What does research have to say about this approach?

First, there are the studies of the tests themselves. These days, there is a slew of such measures that probe into proficiency with letters, phonemic awareness, decoding, oral reading fluency, and spelling (curriculum-based measures) or that try to predict later reading performance. Studies show that many of these short tests are both valid and reliable. Not that research hasn’t identified important limitations, too – including their shortfall with some populations, such as English Learners (Newell, Codding, & Fortune, 2020); reliability problems when administered by teachers under normal classroom conditions (Ardoin & Christ, 2008); and the so-called false positives issue which often leads to the overidentification of reading problems – meaning some kids get extra instruction when they don’t need it (Compton, Fuchs, Fuchs, Bouton, Gilbert, Barquero, Cho, & Crouch, 2010).

That means such tests can do a good job, but that they sometimes don’t. Still, even with these snags, it appears that they are up to the job for which they are intended (January & Klingbell, 2020; Petscher, Fien, Stanley, Gearin, Gaab, Fletcher, & Johnson, 2019).

So far, so good.

Second, there are studies of various early interventions. Again, there has been substantial study into whether remedial interventions help kids to progress. Several programs that deliver targeted instruction to low readers have been found to be successful.

That’s even better.

Given that there are valid tests and effective interventions out there, you’d think there would be strong evidence supporting programs of early identification and differentiation of instruction.  

That’s where things get complicated.

Because, in fact, the evidence supporting the use of such testing to improve reading achievement is neither strong nor straightforward. The pieces are there, but the connections are a bit shaky.

You don’t have to take my word for it.

The What Works Clearinghouse (WWC) issued a relevant practice guide, Assisting Students Struggling with Reading: Response to Intervention (RtI) and Multi-Tier Intervention in the Primary Grades (Gersten, Compton, Connor, Dimino, Santoro, Linan-Thompson, & Tilly, 2008).

That guide recommended that students be screened and monitored in reading. The WWC (part of the research arm of the U.S. Department of Education) evaluated that recommendation and concluded that it was supported by moderate research evidence. Studies showed that such testing could be implemented successfully.

Extracted records
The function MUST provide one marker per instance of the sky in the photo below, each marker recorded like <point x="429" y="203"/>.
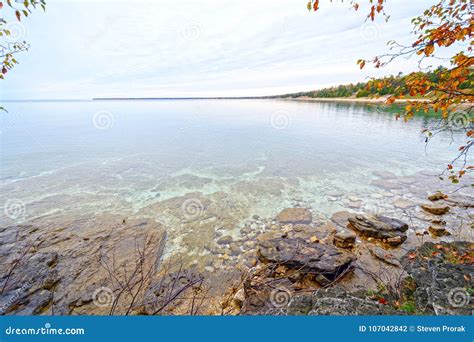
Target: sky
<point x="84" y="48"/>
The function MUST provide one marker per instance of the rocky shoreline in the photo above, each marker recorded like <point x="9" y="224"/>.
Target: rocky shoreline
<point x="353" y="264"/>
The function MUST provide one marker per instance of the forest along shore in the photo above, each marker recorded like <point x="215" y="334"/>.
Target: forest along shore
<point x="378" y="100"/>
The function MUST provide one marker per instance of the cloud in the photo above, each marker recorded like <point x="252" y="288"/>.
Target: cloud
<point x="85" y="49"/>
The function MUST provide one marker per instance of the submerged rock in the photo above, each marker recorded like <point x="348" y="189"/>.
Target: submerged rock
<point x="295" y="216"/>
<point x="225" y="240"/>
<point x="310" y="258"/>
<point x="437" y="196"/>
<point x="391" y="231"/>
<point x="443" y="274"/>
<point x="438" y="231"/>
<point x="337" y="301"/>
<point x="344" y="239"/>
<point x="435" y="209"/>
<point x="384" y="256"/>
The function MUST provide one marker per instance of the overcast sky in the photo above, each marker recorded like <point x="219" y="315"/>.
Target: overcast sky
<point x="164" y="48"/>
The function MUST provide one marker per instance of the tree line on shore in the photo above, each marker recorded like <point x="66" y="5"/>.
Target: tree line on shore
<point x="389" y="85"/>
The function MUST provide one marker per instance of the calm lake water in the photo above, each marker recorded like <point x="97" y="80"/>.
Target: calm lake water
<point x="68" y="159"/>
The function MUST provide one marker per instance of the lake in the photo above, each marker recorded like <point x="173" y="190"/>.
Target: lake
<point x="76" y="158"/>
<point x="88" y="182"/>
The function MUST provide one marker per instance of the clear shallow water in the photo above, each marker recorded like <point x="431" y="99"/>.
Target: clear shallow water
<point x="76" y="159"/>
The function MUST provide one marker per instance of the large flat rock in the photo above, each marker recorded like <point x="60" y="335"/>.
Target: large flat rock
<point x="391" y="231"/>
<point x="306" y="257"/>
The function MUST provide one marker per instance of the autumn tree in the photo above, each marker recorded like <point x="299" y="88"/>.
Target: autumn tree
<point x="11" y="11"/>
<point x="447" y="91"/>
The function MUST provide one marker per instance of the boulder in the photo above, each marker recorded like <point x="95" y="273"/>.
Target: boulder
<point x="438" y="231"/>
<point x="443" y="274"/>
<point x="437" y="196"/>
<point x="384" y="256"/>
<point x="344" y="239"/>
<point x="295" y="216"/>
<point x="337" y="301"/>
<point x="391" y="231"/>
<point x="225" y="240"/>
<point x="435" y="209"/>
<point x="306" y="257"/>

---

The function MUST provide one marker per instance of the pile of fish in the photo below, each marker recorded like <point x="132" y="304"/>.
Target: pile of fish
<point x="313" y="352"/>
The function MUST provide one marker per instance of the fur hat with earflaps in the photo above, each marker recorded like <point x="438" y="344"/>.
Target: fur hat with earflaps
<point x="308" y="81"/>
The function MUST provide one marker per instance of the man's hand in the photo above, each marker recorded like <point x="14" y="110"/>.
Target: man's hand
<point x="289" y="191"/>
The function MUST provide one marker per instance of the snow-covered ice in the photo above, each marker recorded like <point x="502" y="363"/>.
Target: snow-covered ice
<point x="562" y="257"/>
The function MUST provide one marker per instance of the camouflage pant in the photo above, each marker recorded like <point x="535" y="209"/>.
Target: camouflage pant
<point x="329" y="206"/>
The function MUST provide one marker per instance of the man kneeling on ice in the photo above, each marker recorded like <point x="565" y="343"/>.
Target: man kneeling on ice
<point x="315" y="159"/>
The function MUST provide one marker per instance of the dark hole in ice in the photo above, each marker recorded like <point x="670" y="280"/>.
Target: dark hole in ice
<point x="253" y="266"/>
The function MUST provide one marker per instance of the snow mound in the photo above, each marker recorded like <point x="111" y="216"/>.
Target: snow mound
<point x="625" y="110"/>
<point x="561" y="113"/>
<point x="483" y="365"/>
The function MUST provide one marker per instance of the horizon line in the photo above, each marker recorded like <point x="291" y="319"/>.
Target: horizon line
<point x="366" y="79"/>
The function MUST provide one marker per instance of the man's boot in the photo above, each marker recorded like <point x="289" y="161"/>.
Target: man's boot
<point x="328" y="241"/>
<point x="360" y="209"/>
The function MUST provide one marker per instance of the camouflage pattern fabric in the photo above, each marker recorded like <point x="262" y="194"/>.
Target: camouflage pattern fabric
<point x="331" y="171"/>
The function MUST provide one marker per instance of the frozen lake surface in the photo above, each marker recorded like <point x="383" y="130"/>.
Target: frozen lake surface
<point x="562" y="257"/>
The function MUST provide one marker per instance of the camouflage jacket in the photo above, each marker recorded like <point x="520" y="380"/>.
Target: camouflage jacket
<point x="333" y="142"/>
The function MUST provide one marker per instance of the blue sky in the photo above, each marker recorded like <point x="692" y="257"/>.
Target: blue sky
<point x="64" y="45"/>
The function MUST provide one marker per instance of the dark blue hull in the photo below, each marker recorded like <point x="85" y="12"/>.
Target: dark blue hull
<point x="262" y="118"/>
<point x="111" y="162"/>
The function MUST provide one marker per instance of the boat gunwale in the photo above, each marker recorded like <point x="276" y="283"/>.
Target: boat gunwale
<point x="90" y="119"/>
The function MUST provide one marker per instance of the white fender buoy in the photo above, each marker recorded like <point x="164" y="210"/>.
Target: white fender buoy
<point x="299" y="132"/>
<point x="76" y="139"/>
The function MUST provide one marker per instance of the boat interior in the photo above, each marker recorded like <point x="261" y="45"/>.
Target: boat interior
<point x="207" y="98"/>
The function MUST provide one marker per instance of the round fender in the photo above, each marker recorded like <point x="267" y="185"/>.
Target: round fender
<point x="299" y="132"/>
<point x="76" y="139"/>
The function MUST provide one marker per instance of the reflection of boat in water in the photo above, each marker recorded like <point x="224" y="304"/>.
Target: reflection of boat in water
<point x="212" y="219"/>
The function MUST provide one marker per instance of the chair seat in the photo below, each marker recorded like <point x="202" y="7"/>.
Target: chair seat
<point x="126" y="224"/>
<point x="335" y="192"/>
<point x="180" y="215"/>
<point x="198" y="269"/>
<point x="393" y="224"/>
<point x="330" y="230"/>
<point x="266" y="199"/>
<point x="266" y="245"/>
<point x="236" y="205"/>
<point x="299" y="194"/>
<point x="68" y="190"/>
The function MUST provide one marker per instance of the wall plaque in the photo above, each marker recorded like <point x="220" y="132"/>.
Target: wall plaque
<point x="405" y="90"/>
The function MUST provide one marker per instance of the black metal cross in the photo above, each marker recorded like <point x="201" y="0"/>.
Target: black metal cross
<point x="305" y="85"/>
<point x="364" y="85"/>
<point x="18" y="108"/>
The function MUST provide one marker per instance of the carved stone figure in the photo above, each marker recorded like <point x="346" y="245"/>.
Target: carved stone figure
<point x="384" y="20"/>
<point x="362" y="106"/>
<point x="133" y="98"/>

* [What is being asked]
Please write out the full passage on reading screening research shown above, word for word.

* [Solved exercise]
What does research have to say about this approach?

First, there are the studies of the tests themselves. These days, there is a slew of such measures that probe into proficiency with letters, phonemic awareness, decoding, oral reading fluency, and spelling (curriculum-based measures) or that try to predict later reading performance. Studies show that many of these short tests are both valid and reliable. Not that research hasn’t identified important limitations, too – including their shortfall with some populations, such as English Learners (Newell, Codding, & Fortune, 2020); reliability problems when administered by teachers under normal classroom conditions (Ardoin & Christ, 2008); and the so-called false positives issue which often leads to the overidentification of reading problems – meaning some kids get extra instruction when they don’t need it (Compton, Fuchs, Fuchs, Bouton, Gilbert, Barquero, Cho, & Crouch, 2010).

That means such tests can do a good job, but that they sometimes don’t. Still, even with these snags, it appears that they are up to the job for which they are intended (January & Klingbell, 2020; Petscher, Fien, Stanley, Gearin, Gaab, Fletcher, & Johnson, 2019).

So far, so good.

Second, there are studies of various early interventions. Again, there has been substantial study into whether remedial interventions help kids to progress. Several programs that deliver targeted instruction to low readers have been found to be successful.

That’s even better.

Given that there are valid tests and effective interventions out there, you’d think there would be strong evidence supporting programs of early identification and differentiation of instruction.  

That’s where things get complicated.

Because, in fact, the evidence supporting the use of such testing to improve reading achievement is neither strong nor straightforward. The pieces are there, but the connections are a bit shaky.

You don’t have to take my word for it.

The What Works Clearinghouse (WWC) issued a relevant practice guide, Assisting Students Struggling with Reading: Response to Intervention (RtI) and Multi-Tier Intervention in the Primary Grades (Gersten, Compton, Connor, Dimino, Santoro, Linan-Thompson, & Tilly, 2008).

That guide recommended that students be screened and monitored in reading. The WWC (part of the research arm of the U.S. Department of Education) evaluated that recommendation and concluded that it was supported by moderate research evidence. Studies showed that such testing could be implemented successfully.